▶ _What is required_
If a line in the listing below has the string "bird", copy it out.

(Exercise materials begins)

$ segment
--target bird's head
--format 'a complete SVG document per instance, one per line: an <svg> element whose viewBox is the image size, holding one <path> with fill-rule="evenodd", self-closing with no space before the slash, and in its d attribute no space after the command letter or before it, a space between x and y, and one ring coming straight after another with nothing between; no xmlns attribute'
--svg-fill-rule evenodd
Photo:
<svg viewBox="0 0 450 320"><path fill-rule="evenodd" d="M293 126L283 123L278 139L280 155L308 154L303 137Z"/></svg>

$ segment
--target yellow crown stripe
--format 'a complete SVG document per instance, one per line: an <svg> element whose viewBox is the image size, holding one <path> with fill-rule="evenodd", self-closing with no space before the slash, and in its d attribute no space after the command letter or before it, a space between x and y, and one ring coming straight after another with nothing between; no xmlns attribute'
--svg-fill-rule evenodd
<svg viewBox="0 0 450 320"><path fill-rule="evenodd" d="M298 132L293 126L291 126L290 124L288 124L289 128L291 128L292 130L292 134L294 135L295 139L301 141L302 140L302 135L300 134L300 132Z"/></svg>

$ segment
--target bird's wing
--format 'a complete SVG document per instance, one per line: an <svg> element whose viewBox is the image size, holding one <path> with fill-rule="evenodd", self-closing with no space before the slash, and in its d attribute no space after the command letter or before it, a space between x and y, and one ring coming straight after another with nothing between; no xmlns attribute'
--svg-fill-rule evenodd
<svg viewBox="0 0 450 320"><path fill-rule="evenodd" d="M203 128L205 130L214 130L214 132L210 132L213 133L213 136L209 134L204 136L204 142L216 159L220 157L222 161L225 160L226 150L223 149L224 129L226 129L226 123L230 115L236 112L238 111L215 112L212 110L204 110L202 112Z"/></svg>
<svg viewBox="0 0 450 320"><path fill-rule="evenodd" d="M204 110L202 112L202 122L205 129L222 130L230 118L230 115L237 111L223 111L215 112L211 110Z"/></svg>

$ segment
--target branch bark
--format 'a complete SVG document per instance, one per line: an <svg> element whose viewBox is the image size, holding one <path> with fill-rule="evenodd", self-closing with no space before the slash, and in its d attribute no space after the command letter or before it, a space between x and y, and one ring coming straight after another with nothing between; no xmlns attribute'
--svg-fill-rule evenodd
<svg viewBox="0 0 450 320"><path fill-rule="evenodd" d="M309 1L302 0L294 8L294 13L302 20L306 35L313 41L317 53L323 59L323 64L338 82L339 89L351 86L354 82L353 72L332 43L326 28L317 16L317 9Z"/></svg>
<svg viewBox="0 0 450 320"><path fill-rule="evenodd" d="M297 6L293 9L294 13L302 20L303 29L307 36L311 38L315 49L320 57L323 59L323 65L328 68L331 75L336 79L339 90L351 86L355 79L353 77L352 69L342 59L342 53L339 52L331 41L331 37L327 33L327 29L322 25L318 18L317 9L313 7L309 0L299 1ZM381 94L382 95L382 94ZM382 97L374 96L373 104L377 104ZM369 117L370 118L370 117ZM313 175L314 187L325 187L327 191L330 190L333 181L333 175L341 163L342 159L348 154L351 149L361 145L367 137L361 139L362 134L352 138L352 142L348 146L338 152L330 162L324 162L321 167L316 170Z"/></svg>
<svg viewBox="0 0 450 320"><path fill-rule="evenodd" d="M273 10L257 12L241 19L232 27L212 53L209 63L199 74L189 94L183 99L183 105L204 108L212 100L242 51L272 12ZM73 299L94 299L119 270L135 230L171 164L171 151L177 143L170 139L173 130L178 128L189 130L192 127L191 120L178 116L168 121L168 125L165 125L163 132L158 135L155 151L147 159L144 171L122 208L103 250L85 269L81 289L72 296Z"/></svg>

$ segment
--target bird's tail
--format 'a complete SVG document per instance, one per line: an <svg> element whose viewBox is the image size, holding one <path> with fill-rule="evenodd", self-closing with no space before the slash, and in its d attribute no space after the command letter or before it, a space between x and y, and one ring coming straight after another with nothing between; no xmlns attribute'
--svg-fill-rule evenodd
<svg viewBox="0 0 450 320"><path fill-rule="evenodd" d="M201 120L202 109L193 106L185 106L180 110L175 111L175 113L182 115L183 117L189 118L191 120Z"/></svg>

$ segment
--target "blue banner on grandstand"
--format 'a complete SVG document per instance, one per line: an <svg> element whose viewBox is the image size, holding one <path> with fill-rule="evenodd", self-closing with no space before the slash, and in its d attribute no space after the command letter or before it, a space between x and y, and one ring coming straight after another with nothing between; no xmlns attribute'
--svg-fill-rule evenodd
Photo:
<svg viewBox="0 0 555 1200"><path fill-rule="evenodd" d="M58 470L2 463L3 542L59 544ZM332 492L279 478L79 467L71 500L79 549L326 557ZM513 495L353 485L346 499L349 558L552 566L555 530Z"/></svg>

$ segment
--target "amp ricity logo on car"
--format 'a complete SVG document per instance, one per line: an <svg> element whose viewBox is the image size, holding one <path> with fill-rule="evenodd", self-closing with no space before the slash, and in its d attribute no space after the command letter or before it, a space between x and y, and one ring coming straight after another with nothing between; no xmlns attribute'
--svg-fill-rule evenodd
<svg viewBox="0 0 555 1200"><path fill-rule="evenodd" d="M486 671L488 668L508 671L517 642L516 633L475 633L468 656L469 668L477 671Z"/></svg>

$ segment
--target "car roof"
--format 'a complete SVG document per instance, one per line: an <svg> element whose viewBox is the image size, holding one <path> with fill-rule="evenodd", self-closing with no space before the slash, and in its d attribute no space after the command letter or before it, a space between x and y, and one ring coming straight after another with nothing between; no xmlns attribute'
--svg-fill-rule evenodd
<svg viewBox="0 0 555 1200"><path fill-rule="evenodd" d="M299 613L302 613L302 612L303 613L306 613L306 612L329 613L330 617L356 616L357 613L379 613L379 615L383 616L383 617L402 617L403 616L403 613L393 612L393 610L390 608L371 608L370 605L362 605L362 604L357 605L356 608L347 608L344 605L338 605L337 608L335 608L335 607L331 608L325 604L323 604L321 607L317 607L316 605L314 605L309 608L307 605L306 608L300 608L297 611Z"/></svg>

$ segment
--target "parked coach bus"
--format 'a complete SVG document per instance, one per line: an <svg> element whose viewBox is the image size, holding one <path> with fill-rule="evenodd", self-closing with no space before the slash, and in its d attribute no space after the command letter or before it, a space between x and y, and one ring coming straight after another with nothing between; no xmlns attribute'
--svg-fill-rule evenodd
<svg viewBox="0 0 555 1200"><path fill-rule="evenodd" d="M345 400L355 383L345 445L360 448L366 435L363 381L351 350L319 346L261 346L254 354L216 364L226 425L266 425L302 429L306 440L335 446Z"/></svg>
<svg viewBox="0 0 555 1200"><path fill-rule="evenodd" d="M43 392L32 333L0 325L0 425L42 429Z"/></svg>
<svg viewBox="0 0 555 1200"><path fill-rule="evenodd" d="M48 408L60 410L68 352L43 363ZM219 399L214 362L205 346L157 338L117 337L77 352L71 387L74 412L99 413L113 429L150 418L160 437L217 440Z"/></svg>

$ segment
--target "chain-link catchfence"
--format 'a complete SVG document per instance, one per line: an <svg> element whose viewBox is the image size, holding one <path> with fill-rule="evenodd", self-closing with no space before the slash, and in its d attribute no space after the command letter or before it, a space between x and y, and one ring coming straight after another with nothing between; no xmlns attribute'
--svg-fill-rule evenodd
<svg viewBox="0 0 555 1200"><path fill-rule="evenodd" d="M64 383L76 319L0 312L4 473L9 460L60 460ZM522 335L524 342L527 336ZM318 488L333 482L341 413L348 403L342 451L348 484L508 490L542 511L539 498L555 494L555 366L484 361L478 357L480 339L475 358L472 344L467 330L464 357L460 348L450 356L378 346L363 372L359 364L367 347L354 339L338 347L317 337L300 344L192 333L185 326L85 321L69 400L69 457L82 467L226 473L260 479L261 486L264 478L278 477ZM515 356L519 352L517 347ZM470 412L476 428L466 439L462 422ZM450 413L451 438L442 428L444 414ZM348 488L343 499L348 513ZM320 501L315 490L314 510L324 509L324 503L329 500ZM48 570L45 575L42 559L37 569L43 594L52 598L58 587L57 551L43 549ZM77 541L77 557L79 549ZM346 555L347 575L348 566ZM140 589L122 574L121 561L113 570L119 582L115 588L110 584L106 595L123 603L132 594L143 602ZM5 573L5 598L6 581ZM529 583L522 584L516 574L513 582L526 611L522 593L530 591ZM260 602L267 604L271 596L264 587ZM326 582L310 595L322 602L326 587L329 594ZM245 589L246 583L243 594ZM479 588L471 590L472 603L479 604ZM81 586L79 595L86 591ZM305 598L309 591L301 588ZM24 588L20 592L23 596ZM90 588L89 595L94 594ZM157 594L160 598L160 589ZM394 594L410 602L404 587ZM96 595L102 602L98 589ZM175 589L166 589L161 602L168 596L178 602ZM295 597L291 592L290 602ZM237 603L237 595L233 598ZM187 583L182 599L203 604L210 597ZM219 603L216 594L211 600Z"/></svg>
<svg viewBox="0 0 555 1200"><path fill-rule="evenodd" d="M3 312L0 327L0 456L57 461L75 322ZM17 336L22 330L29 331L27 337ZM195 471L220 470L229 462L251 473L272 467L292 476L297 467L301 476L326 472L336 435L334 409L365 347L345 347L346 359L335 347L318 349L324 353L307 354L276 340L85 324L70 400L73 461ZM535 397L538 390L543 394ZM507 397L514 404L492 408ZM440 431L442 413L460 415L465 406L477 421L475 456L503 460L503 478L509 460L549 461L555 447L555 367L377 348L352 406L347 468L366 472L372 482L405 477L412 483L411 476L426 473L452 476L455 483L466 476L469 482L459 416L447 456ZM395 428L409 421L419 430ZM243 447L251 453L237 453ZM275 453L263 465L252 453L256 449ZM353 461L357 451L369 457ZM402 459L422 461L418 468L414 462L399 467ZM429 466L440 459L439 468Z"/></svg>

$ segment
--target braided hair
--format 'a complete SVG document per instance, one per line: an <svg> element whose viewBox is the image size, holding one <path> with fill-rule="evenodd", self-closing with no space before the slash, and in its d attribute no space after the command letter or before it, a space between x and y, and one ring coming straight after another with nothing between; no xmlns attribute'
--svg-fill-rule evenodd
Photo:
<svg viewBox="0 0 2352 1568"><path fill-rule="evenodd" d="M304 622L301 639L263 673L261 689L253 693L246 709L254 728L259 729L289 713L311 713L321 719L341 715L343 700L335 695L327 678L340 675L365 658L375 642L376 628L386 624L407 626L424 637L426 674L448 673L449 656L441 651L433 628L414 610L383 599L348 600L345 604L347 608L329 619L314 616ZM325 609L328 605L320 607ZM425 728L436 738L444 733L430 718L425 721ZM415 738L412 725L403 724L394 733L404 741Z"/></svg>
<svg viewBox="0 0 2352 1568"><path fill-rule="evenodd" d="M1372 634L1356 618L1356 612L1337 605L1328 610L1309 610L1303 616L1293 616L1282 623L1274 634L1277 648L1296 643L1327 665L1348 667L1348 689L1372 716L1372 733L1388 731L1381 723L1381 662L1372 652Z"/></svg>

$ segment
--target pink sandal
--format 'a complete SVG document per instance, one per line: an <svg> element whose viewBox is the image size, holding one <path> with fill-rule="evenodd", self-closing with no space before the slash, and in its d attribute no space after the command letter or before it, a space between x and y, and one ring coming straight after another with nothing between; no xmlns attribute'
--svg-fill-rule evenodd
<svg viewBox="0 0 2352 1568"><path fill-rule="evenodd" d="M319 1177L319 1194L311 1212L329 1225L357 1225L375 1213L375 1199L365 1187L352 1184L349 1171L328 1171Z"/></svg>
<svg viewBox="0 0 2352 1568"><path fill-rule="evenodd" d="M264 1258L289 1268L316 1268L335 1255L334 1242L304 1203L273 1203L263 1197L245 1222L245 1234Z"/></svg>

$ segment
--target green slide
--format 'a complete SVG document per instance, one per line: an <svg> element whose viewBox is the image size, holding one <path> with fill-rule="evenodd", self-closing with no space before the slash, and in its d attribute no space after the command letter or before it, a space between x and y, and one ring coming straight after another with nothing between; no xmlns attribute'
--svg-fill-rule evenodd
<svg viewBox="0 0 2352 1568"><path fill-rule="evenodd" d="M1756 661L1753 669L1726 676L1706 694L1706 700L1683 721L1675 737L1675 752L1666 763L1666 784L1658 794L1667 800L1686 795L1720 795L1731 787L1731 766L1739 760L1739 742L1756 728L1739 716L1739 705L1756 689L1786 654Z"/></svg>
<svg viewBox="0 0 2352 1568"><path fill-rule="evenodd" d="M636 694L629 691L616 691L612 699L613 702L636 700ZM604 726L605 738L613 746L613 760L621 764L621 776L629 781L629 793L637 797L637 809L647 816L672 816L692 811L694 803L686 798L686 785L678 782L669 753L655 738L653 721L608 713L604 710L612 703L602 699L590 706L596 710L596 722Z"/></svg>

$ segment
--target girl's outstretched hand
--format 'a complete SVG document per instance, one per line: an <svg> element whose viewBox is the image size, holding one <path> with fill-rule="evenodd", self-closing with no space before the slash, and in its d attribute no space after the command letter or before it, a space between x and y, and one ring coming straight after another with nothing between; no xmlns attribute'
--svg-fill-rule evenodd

(Exercise materials ends)

▶ _Response to the exercise_
--target bird's head
--target bird's wing
--target bird's tail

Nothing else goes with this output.